(Rows from a dataset of labeled boxes)
------------------------------------

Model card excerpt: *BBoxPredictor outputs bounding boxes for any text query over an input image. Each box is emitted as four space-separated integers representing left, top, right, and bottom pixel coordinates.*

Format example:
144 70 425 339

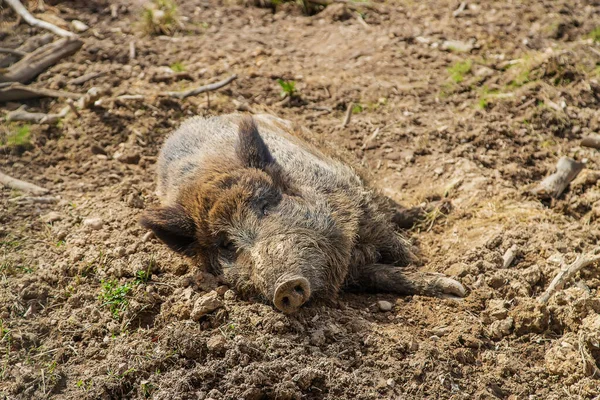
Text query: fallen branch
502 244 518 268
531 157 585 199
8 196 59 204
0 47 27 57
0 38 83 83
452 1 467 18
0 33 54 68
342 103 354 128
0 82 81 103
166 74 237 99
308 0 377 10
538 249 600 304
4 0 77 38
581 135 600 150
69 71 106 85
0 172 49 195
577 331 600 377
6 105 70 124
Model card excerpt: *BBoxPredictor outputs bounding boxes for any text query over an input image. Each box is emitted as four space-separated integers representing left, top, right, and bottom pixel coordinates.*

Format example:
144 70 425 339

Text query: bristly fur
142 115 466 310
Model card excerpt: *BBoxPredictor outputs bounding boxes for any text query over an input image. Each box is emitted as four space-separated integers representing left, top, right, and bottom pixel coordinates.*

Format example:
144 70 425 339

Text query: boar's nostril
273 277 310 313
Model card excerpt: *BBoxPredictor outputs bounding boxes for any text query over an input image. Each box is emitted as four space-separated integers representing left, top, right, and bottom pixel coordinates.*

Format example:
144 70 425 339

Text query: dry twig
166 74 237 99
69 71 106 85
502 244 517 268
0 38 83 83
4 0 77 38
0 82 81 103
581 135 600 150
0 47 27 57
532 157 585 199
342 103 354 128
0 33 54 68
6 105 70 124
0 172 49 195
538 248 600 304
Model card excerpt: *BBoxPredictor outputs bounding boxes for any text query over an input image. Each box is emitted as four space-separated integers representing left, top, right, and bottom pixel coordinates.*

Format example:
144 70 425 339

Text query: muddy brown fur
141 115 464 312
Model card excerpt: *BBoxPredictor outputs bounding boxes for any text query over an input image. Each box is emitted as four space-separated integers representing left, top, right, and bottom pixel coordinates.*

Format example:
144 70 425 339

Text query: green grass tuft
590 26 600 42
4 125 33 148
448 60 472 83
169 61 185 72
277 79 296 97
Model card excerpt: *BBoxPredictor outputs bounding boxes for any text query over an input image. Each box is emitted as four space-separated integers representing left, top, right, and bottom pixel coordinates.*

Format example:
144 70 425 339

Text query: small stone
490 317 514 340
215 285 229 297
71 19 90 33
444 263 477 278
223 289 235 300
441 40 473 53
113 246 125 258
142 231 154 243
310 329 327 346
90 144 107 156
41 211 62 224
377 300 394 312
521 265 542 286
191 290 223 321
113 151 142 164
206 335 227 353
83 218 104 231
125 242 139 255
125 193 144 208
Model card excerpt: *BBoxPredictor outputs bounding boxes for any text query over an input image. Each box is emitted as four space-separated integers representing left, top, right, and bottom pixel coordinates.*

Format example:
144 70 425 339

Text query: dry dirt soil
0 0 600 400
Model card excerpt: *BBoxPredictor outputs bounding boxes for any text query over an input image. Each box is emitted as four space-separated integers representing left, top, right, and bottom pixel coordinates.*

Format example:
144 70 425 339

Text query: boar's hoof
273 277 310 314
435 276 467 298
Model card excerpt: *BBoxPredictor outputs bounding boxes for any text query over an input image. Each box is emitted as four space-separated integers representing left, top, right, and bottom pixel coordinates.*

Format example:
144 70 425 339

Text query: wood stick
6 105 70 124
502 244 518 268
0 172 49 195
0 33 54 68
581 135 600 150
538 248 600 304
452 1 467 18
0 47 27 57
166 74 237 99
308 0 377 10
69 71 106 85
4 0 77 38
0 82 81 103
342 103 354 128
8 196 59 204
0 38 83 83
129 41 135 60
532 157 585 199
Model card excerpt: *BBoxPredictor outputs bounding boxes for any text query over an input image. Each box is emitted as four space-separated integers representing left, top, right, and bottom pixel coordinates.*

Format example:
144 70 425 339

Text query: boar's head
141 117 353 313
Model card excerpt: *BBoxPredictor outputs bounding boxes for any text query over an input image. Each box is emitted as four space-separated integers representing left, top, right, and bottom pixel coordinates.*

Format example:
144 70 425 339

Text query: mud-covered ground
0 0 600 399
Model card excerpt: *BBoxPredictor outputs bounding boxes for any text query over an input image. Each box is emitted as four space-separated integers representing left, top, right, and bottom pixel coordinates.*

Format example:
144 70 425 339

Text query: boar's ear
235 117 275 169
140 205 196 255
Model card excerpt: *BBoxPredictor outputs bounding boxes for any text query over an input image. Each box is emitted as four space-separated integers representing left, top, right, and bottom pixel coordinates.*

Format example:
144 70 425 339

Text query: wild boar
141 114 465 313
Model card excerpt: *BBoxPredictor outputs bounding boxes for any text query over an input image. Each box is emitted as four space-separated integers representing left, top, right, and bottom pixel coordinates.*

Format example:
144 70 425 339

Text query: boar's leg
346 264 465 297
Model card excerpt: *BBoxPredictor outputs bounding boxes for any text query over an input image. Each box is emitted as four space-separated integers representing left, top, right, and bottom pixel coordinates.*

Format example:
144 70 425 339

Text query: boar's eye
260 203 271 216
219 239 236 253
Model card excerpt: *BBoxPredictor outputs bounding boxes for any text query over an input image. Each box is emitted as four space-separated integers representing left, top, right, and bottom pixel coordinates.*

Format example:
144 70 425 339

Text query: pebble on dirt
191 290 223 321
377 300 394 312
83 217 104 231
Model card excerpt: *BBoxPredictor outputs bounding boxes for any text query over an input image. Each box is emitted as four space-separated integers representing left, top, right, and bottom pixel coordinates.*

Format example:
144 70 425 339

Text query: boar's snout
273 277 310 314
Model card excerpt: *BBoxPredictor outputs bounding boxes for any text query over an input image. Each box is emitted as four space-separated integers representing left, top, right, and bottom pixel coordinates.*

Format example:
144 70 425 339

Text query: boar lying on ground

------------------------------------

Work to complete
Transcribe every entry above word for word, leaving the pictures out of your copy.

Reply
Model card excerpt: *BBoxPredictor outputs bounding boxes for any text query over an input image. Each box is emitted as four space-separated integers representing left, top, right, and bottom pixel coordinates.*

Format example:
144 70 425 339

Text query: fallen branch
502 244 518 268
531 157 585 199
8 196 59 204
0 47 27 57
0 38 83 83
452 1 467 18
0 33 54 68
342 103 354 128
0 82 81 103
166 74 237 99
308 0 377 10
538 249 600 304
4 0 77 38
581 135 600 150
69 71 106 85
0 172 49 195
577 331 600 377
6 105 70 124
Model card excerpt: *BBoxPredictor outputs bounding boxes for any text query over an input image. Each box is emitted as four space-separated integers representing left, top, right, and bottom pixel coordinates.*

Format example:
144 70 425 339

Text query: bristly fur
142 115 466 310
Model card excerpt: *BBoxPredictor outputs bounding boxes for any text query over an input image. Each box is emitted as four space-separated integers representing left, top, right, and bottom pixel coordinates.*

Format example:
144 70 425 339

Text query: boar's nostril
273 277 310 313
Model card excerpt: *BBoxPredictor outputs bounding boxes for any text query over an input image. Each box is emitted as four space-separated integers representing left, top, right, and bottom pixel coordinates.*

Format example:
144 70 425 339

Text query: dry twig
166 74 237 99
69 71 106 85
502 244 517 268
0 38 83 83
4 0 77 38
0 82 81 103
581 135 600 150
0 47 27 57
532 157 585 199
342 103 354 128
0 33 54 68
6 105 70 124
0 172 49 195
538 248 600 304
Model card excerpt: *BBoxPredictor outputs bounding boxes for any text query over an input image. Each box is emitted as four space-separated integers representing left, top, right, and bottom pixel coordinates.*

Format example:
144 70 425 339

Text query: muddy brown fur
141 115 464 312
Model card excerpt: *BBoxPredictor outputs bounding boxes for any text query over an input image. Each box is emitted as four space-separated integers representing left, top, right, and bottom pixel coordinates.*

Format example:
144 70 425 339

Text query: green grass tuft
590 26 600 42
4 125 33 148
448 60 472 83
169 61 185 72
277 79 296 97
Model card excerpt: *BBoxPredictor outputs bounding boxes for any text query over an input image. Each box is emitted as four space-separated integers representing left, top, right, and bottom pixel coordinates.*

Format example:
144 70 425 339

Text query: small stone
490 317 514 340
215 285 229 297
71 19 90 33
444 263 477 278
223 289 235 300
441 40 473 53
113 246 125 258
142 231 154 243
310 329 327 346
90 144 107 156
41 211 62 224
377 300 394 312
521 265 542 286
191 290 223 321
113 151 142 164
206 335 227 353
83 218 104 231
125 242 139 255
125 193 144 208
Model card excerpt: *BBoxPredictor outputs bounding boxes for any text query over an input image. Each box is emitted as four space-separated integers representing left, top, right, and bottom pixel coordinates.*

Format example:
144 70 425 339

Text query: dry dirt soil
0 0 600 400
Model card excerpt: *BBoxPredictor outputs bounding boxes for any text query over an input image. Each box is emitted as four space-separated integers representing left, top, right, and bottom pixel coordinates.*

Format example:
144 70 425 339

Text query: boar's hoof
273 277 310 314
435 276 467 298
Model card excerpt: *BBoxPredictor outputs bounding boxes for any text query over an input image. Each box is emitted as four space-separated integers representing left, top, right, and bottom pixel coordinates.*

Format example:
144 70 425 339

Text query: wood stick
6 105 70 124
502 244 518 268
0 172 49 195
0 33 54 68
581 135 600 150
538 248 600 304
452 1 467 18
0 47 27 57
166 74 237 99
308 0 377 10
69 71 106 85
4 0 77 38
0 82 81 103
342 103 354 128
8 196 59 204
0 38 83 83
129 41 135 60
532 157 585 199
Model card excerpt: *BBoxPredictor outputs bounding boxes for any text query over an input image. Each box is emitted as four space-separated integers representing left, top, right, and bottom pixel coordinates.*

Format example:
144 70 425 339

Text query: boar's head
141 117 353 313
Model card excerpt: *BBoxPredictor outputs bounding boxes for any text query over an input image. Each box is emitted as four space-separated integers representing left, top, right, and bottom pixel coordinates.*

Format example:
144 70 425 339

Text query: mud-covered ground
0 0 600 399
Model card excerpt: *BBoxPredictor outputs bounding boxes for any text query over an input image. Each box is emitted as four space-separated integers representing left, top, right, and bottom pixel coordinates.*

Format example:
144 70 425 339

Text query: boar's ear
235 117 275 169
140 205 196 255
Model card excerpt: *BBoxPredictor outputs bounding boxes for any text query over an input image. Each box is emitted as four space-separated integers representing left, top, right, and bottom pixel coordinates.*

Format example:
144 70 425 339

Text query: wild boar
141 114 465 313
Model card excerpt: *BBoxPredictor outputs bounding boxes for any text query over an input image. Each box is emitted as four space-separated integers representing left, top, right, and bottom pixel coordinates.*

Format example:
144 70 425 339

Text query: boar's leg
346 264 465 297
Model card excerpt: *BBoxPredictor outputs bounding boxes for any text query over an input image. Each box is emitted as four space-separated integers representing left, top, right, and bottom pixel coordinates.*

Format example:
144 70 425 339

Text query: boar's eye
260 203 271 216
219 239 236 253
Model card excerpt: *BBoxPredictor outputs bounding boxes for any text query over an input image. Each box is emitted as four space-separated integers representing left, top, right, and bottom pixel coordinates.*

Format example:
144 70 425 339

Text query: pebble on dirt
191 290 223 321
377 300 394 312
83 217 104 231
Model card excerpt: *BBoxPredictor outputs bounding boxes for any text query over an input image. Each box is emitted as four space-separated integers representing left, top, right, and bottom pixel coordinates.*

Format example:
144 70 425 339

Text query: boar's snout
273 277 310 314
Model card excerpt: *BBoxPredictor outputs bounding boxes for any text query over an input image. Each box is emitted as four space-separated integers representing left, top, right, and bottom pixel coordinates.*

Format example:
144 70 425 339

Text query: boar lying on ground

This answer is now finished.